**Task statement**
Rewrite all the records below with "photograph" changed to "image" wherever it occurs, leaving everything else as is. Leave the pictures out of your version.
======== Entries supplied
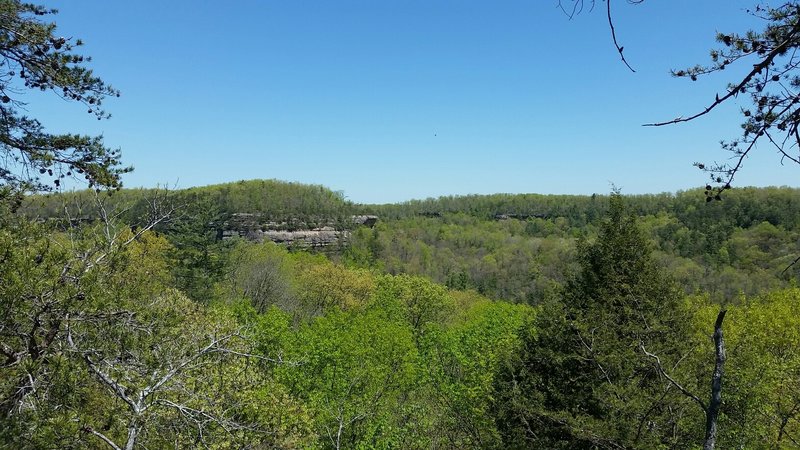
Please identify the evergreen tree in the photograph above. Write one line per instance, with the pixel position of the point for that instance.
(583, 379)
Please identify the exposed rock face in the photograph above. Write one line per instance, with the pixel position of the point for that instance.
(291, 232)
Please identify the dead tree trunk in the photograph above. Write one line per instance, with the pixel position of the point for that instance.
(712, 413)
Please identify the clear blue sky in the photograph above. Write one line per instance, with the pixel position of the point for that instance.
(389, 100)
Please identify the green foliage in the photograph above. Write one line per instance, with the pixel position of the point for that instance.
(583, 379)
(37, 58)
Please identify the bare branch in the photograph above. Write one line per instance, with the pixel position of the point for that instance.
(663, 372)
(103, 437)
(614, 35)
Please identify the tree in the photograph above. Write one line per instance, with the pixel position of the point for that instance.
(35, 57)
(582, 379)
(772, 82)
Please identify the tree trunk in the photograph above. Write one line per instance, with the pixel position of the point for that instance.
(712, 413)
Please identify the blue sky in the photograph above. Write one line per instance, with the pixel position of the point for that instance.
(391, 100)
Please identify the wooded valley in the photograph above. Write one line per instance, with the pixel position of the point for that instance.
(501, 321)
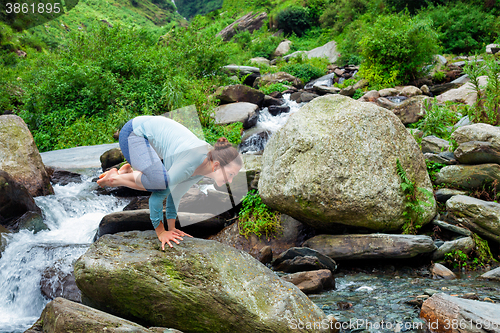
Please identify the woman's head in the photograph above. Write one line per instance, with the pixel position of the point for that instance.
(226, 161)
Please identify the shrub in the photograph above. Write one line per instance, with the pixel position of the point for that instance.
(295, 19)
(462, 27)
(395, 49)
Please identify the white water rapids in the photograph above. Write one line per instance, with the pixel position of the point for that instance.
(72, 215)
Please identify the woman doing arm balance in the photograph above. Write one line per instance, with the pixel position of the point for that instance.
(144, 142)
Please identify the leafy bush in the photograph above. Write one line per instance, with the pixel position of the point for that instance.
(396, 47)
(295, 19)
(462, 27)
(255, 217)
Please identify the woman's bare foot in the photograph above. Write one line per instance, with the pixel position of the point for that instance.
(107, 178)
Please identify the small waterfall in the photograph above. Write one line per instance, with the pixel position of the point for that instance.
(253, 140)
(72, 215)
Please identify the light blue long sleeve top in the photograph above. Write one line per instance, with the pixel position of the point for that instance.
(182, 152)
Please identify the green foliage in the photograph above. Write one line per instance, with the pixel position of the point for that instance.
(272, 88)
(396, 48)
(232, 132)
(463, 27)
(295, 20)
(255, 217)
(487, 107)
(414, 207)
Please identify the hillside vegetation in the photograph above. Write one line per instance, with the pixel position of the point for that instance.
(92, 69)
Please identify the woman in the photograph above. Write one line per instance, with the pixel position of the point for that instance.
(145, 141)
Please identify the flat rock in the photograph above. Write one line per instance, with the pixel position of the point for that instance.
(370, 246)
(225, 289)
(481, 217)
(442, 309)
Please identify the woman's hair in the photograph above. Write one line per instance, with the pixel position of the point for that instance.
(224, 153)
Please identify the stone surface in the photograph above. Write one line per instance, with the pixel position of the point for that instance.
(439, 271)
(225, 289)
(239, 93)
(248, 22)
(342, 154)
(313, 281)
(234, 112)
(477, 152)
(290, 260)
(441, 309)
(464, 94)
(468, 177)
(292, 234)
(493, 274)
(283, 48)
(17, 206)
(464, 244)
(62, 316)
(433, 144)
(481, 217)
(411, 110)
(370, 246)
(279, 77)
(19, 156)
================
**Solution below**
Please identify the evergreen tree in the image above. Write one line per instance, with the pixel position of the point for that instance.
(583, 379)
Please identify the exposed rock face in the image above. Write one line per instance, with the pixel position of the point for that instance.
(291, 232)
Please identify the dead tree trunk in the image above. Write one line per instance, with the pixel position of the point for that instance.
(712, 413)
Please identify the clear blue sky in the image above. Write one line per instance, with the pixel position of the point for that instance.
(389, 100)
Please identify the green foliage in the image above. Write one line per instance, with the pixel position of the point for that instance.
(583, 379)
(37, 58)
Please identify the bare branch in the image above. Write one line per instance, with the pixel position of the point for that instance.
(663, 372)
(103, 437)
(614, 35)
Please identify the tree in the image above. Write one line per instance, with the pixel position of the point for that instance.
(35, 57)
(582, 379)
(772, 82)
Please identify the tree trunk in the image above. Write one line per instance, with the pixel position of the point for that instance.
(712, 413)
Please identify the blue sky in the image above. Write one line per instance, with the pixel position of the point for that instance.
(391, 100)
Please identify the wooded valley in the image above. Write one line per instance, with the pixel position of the point for that instance.
(501, 321)
Please identify the woman's head in the image above. Write one line per instance, with the pixel position of the point for that instance.
(226, 161)
Please identify the shrub in the image above. Write one line per instance, with the pixel position of the point for that instance.
(295, 19)
(462, 27)
(395, 49)
Please identify the white water rapids in the image above. Write one line per instance, with the pixel position of the point for that instance.
(72, 215)
Please identify the woman doing arm balance in the image above. Write one line per instance, with the pixel position of the point for that instance.
(144, 142)
Please identify the leafy bush in the image above. Write one line per instance, with the pixel position of the point for that instance.
(396, 47)
(295, 19)
(462, 27)
(255, 217)
Please identify the woman's bare foot in the image above. Write one line per instance, with the pixel position of the point for that instance.
(107, 178)
Please identify the small waterfall in the image above. Write one line per instance, with the pixel position of the point for that instance.
(253, 140)
(72, 215)
Please identify the light blue long sleeve top in the image above. Write one line per instance, with the pixel position of the point for that instance.
(182, 152)
Please identify the green foliage in the image above. Write one line per instance, with the pixel position of the point for that instance.
(272, 88)
(396, 48)
(232, 132)
(463, 27)
(295, 20)
(255, 217)
(487, 107)
(414, 207)
Please identify the hillside vegetation in the image above. Write one line per instance, with the pixel position of the point for that instance.
(92, 69)
Please identify the woman in the image above. Write one line per instance, with the pixel position of the point for that instance.
(145, 141)
Please identify the flat rock in the image above. Write one line per instance, with the pixel position of the point for that instance.
(370, 246)
(225, 289)
(481, 217)
(442, 309)
Please identify the woman's hair in the image above. Write one line per instance, with the pixel position of the point for that instance.
(224, 153)
Please identify the stone surface in the image above. Write one line per instance, with the pixel position of the point for that instance.
(439, 271)
(225, 289)
(239, 93)
(248, 22)
(342, 154)
(313, 281)
(234, 112)
(477, 152)
(290, 260)
(441, 309)
(464, 94)
(468, 177)
(292, 234)
(493, 274)
(283, 48)
(17, 206)
(464, 244)
(62, 316)
(433, 144)
(481, 217)
(411, 110)
(370, 246)
(279, 77)
(19, 156)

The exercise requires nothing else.